--- RECORDS SHOWN ---

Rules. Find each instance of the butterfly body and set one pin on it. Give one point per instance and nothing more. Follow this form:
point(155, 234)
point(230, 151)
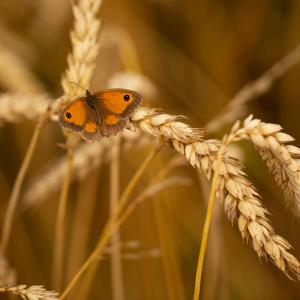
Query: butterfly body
point(100, 114)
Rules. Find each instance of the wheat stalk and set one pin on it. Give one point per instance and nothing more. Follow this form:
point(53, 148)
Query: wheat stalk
point(85, 45)
point(34, 292)
point(281, 157)
point(81, 65)
point(241, 200)
point(86, 158)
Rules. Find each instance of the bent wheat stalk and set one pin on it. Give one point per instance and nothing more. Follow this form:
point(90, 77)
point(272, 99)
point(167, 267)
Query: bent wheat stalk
point(241, 200)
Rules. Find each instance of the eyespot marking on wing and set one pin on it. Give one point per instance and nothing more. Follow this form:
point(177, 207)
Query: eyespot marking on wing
point(90, 127)
point(75, 113)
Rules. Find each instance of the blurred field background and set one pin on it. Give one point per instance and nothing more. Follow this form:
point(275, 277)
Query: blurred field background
point(194, 56)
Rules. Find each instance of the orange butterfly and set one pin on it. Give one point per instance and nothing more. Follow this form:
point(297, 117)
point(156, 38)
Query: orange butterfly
point(100, 114)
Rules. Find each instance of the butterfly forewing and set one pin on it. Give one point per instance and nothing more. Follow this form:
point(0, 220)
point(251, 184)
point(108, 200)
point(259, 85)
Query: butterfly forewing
point(104, 113)
point(121, 102)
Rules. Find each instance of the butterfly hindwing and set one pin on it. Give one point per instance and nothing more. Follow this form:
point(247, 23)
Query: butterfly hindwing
point(74, 115)
point(101, 114)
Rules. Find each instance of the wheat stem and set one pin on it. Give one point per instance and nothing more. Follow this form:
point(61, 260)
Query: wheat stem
point(14, 197)
point(116, 263)
point(59, 244)
point(208, 219)
point(109, 227)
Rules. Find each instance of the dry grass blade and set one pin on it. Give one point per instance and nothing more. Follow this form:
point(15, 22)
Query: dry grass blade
point(86, 159)
point(14, 197)
point(17, 107)
point(241, 201)
point(236, 107)
point(34, 292)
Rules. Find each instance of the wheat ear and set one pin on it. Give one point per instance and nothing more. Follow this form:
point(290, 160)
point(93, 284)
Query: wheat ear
point(281, 157)
point(33, 292)
point(81, 64)
point(241, 200)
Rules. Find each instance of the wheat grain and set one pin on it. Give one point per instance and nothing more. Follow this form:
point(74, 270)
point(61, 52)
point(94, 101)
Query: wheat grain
point(34, 292)
point(84, 37)
point(241, 200)
point(280, 156)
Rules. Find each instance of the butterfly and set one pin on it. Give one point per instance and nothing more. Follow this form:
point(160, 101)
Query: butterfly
point(100, 114)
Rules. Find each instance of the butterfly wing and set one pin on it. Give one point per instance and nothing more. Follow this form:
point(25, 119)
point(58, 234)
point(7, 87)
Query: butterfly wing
point(74, 115)
point(115, 106)
point(78, 116)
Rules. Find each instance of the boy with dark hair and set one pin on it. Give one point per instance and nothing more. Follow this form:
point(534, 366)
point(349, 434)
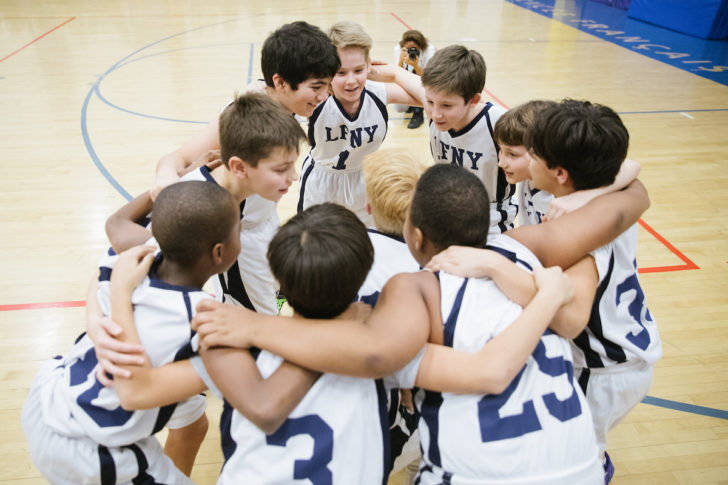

---

- **INSTRUCTIONS FOR THE TASK**
Pick out every line of the entries above that contains the word "grain", and copy each one in full.

- **TASK SOLUTION**
Rules. Find each instance of the wheat grain and set one pin on it. Give one point per instance and nothing more. Follow this form:
Query: wheat grain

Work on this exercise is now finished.